Document section:
━━━━━━━━
Log in if you want to mark this as completed
Finally, we arrive at a complete model of speech signals that can generate any speech sound.

This video just has a plain transcript, not time-aligned to the videoWe now have all the components needed to assemble a computational model of speech.
But, before we get into that, let's remind ourselves what the model will be used for.
Well, lots of things!
Primarily, understanding and explaining speech signals.
But it has engineering applications.
We could use it to manipulate speech.
For example, we might wish to change the fundamental frequency or the duration, without changing the spectral envelope: that gives us a route to creating entirely synthetic speech.
We might also use this model to extract features from speech, based only on the spectral envelope, without properties of the source, for use in Automatic Speech Recognition.
The model is going to work in the time domain: in the domain of signals, but we're not attempting to model in detail the physics.
We're working with recorded digital speech signals: waveforms.
So this model is a model of the speech signal.
Here are the key components.
We've understood that the vocal tract has resonances: they are called formants.
We generalised that idea to one of a filter.
The filter was a linear filter: a simple equation operating in the time domain.
We can characterise that filter in various ways.
There's the coefficients of the equation, there is its frequency response, and there is its impulse response.
If we take its impulse response and excite the filter with a train of impulses, we'll get out a train of impulse responses.
That's the speech signal.
So that's our source-filter model.
Let's write down the full notation of our source-filter model.
Here's a filter; it has some number of coefficients, p, called the order of the filter.
We have to choose that value.
I'm going to change from my earlier generic notation of x for input and y for output to some meaningful letters.
I'm going to use e for 'excitation' (that's the input signal) and s for 'speech' (the output signal).
We've already established the form of the filter.
Here's a general equation; that's the same as the one we've seen before.
This part used to be written '1.0 times the input' (for which we were using x).
That's where that's gone.
━━━━━━━━
Excerpts from point annotation data
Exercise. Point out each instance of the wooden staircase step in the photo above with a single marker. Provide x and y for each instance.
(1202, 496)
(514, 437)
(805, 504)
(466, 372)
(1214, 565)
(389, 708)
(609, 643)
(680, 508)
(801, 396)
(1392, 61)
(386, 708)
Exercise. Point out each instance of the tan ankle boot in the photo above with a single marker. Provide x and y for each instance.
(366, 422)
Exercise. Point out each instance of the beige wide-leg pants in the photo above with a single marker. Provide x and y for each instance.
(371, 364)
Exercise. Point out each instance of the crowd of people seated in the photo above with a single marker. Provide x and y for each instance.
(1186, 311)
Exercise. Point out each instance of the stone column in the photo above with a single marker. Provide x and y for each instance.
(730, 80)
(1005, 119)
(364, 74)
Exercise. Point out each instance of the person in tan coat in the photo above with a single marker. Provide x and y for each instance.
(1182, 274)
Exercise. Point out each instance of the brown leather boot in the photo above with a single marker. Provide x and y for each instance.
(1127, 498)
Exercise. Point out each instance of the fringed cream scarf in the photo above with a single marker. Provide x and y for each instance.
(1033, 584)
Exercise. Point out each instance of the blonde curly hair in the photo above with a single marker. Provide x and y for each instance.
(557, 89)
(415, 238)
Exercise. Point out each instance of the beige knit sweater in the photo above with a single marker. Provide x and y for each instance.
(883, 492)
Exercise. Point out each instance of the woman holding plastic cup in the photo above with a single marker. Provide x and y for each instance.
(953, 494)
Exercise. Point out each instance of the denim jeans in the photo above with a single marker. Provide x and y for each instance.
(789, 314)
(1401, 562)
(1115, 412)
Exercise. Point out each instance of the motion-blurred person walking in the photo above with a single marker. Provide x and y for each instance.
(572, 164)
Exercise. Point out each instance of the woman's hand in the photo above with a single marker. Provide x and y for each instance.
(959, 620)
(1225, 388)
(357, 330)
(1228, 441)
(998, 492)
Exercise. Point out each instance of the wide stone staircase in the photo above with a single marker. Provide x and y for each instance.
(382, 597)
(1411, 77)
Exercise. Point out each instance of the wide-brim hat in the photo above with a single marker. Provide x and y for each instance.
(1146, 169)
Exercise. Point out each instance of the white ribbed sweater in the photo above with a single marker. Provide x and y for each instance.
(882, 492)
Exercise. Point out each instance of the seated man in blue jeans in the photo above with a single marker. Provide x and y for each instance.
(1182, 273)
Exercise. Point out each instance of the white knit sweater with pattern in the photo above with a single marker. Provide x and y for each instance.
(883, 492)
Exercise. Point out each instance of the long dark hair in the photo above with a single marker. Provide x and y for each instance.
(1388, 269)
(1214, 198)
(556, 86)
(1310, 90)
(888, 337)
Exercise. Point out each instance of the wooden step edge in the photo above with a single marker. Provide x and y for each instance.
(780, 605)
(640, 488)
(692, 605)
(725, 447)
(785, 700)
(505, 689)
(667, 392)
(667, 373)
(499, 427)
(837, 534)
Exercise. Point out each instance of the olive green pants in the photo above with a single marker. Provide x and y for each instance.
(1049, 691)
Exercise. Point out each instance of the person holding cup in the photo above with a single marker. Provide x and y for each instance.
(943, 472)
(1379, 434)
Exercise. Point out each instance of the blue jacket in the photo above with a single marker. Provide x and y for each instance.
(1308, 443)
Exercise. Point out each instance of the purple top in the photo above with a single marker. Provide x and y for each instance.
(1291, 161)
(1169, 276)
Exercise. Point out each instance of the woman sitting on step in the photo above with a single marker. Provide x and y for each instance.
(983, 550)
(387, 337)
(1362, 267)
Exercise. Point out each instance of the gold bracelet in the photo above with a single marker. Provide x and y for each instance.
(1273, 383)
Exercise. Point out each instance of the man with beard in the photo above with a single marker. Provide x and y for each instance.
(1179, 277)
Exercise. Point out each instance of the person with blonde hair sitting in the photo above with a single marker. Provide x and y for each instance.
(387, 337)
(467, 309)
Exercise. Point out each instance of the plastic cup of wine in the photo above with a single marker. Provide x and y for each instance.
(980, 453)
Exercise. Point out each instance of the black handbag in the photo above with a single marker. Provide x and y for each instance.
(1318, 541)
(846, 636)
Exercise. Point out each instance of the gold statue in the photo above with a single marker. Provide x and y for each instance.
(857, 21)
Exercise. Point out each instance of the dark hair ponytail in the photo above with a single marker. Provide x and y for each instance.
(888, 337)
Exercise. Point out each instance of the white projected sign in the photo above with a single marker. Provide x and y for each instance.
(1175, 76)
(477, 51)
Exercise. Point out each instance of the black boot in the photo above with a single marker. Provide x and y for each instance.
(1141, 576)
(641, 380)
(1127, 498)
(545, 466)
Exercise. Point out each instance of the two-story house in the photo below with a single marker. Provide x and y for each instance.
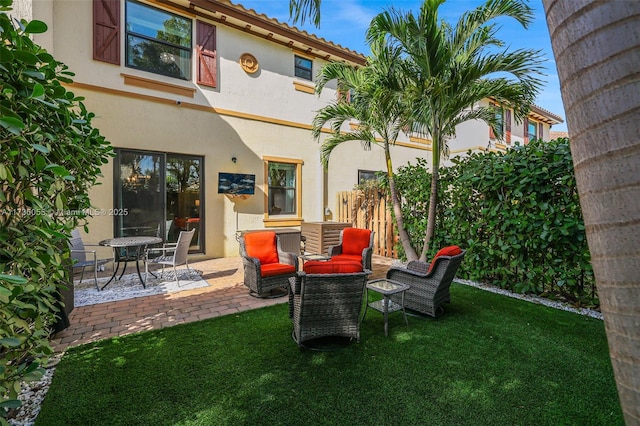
(209, 108)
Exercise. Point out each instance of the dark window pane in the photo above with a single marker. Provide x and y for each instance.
(158, 41)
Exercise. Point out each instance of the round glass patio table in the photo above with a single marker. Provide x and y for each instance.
(128, 249)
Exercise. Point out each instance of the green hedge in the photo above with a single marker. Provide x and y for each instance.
(517, 214)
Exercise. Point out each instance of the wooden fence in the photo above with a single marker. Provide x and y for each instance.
(368, 209)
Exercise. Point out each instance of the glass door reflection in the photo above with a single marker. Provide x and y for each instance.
(161, 194)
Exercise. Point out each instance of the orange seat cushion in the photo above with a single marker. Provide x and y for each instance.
(348, 257)
(262, 246)
(272, 269)
(445, 251)
(332, 267)
(354, 240)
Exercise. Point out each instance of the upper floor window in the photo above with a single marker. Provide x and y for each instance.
(303, 67)
(499, 114)
(158, 41)
(282, 188)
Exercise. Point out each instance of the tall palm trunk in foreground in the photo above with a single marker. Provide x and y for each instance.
(596, 45)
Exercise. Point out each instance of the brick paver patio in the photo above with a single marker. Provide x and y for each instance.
(225, 295)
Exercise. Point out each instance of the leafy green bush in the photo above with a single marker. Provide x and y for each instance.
(518, 215)
(51, 156)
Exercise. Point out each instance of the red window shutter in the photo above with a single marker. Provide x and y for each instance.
(106, 31)
(540, 131)
(206, 51)
(507, 120)
(492, 134)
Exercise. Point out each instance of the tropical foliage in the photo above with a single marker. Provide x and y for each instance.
(426, 77)
(51, 156)
(372, 95)
(518, 215)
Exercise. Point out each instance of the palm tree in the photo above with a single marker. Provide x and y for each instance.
(299, 10)
(451, 69)
(596, 45)
(371, 95)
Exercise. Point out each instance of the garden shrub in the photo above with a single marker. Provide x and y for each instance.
(51, 156)
(517, 213)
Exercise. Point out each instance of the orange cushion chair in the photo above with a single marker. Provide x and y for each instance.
(266, 266)
(355, 245)
(429, 282)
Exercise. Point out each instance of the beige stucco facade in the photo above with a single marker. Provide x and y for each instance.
(253, 117)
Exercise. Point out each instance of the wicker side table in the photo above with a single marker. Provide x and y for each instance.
(385, 306)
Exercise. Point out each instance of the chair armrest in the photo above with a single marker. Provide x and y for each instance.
(418, 266)
(334, 250)
(288, 258)
(367, 254)
(92, 252)
(164, 250)
(82, 251)
(398, 270)
(252, 262)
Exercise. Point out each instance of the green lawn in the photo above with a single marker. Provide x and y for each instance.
(489, 360)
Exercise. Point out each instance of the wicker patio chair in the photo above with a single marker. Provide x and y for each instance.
(354, 244)
(326, 305)
(266, 266)
(429, 283)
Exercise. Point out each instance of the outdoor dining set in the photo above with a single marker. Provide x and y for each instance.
(329, 293)
(132, 249)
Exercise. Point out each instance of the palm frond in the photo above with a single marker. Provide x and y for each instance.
(300, 10)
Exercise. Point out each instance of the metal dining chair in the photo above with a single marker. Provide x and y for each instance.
(171, 254)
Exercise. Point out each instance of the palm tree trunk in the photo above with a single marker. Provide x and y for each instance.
(397, 209)
(596, 45)
(431, 219)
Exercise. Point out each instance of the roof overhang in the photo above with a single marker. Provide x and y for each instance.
(260, 25)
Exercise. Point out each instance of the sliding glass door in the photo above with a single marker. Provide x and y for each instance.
(158, 194)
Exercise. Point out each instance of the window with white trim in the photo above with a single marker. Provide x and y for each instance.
(303, 67)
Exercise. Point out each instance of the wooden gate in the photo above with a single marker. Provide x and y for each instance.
(368, 209)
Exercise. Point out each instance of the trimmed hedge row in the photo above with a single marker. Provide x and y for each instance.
(518, 215)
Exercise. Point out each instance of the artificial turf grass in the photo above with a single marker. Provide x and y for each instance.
(489, 359)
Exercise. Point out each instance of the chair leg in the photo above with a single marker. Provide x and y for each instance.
(95, 275)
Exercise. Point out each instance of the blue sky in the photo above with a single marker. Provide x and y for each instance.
(345, 22)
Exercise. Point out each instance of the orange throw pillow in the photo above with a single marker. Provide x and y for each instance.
(262, 245)
(445, 251)
(332, 267)
(354, 240)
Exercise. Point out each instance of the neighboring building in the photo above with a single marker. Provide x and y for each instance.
(201, 97)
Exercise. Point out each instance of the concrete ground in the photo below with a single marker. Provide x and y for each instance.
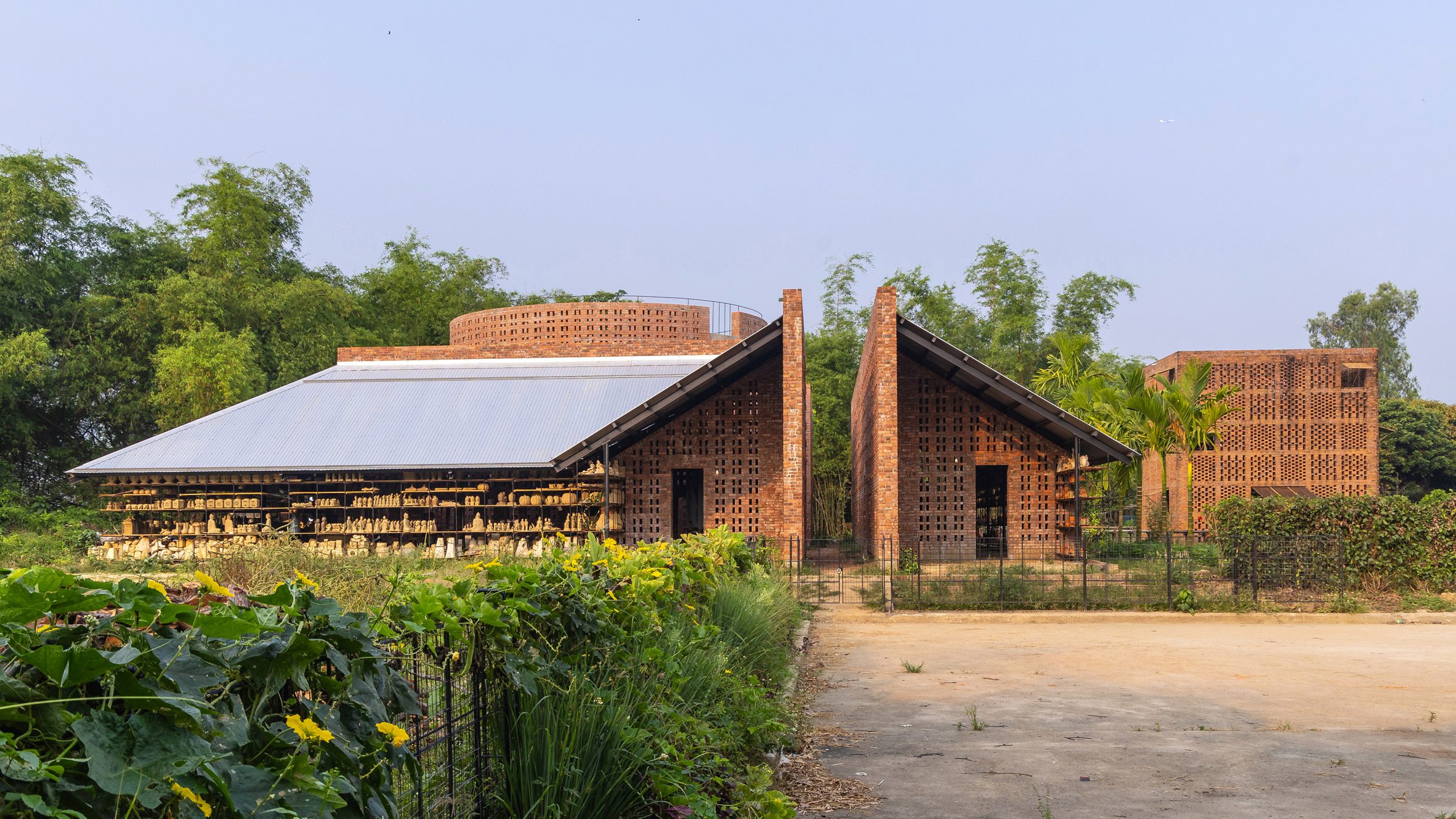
(1142, 714)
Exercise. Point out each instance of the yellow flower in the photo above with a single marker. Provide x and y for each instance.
(187, 793)
(307, 730)
(306, 581)
(394, 733)
(211, 586)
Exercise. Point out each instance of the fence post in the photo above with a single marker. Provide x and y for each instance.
(919, 570)
(478, 709)
(449, 684)
(887, 570)
(1082, 545)
(1254, 568)
(1340, 564)
(1168, 568)
(1001, 579)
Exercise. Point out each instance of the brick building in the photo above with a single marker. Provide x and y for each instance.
(947, 450)
(1306, 426)
(536, 423)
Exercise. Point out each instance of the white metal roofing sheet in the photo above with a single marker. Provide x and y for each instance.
(411, 414)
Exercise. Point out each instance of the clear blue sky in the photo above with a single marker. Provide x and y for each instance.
(729, 150)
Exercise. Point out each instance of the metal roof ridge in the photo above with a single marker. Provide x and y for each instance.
(561, 361)
(195, 422)
(740, 349)
(1025, 396)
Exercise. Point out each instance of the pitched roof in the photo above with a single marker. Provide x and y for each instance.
(682, 396)
(411, 416)
(1002, 393)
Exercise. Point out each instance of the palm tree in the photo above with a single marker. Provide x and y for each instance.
(1196, 414)
(1069, 366)
(1158, 430)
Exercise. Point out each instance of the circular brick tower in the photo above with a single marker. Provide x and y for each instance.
(657, 327)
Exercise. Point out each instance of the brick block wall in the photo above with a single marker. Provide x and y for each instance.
(538, 350)
(743, 325)
(945, 433)
(736, 438)
(874, 429)
(1301, 423)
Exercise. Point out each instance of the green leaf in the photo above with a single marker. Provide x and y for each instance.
(136, 757)
(70, 665)
(226, 627)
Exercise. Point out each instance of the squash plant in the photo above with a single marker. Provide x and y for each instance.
(129, 700)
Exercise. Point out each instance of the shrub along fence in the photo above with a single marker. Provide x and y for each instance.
(1175, 572)
(1386, 540)
(606, 682)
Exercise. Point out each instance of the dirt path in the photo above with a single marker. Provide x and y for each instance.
(1207, 716)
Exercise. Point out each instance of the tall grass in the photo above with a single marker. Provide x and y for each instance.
(758, 617)
(571, 754)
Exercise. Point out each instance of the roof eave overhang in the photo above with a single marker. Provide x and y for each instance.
(81, 473)
(681, 397)
(1005, 394)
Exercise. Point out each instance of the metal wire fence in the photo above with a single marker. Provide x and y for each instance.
(453, 738)
(1136, 573)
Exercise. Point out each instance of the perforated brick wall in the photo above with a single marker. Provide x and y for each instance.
(1306, 418)
(583, 321)
(944, 434)
(737, 441)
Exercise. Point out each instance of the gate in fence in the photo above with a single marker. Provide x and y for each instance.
(452, 738)
(1067, 573)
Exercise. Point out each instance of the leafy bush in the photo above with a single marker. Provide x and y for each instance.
(661, 637)
(1385, 537)
(126, 698)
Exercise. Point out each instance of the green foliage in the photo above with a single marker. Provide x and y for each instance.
(1417, 448)
(647, 704)
(111, 330)
(1379, 321)
(1385, 537)
(574, 752)
(832, 362)
(123, 698)
(1005, 325)
(753, 613)
(206, 370)
(414, 293)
━━━━━━━━
Exercise details:
Decide whether each statement below agrees with the text on the source-filter model of speech. Answer yes or no for each and quote the deciding words of the text.
1. The model attempts to capture the physics of speech production in detail.
2. The order of the filter is the number of its coefficients, denoted p.
3. The letter e is used for the output signal of the filter.

Completed task:
1. No: "we're not attempting to model in detail the physics."
2. Yes: "it has some number of coefficients, p, called the order of the filter."
3. No: "I'm going to use e for 'excitation' (that's the input signal) and s for 'speech' (the output signal)."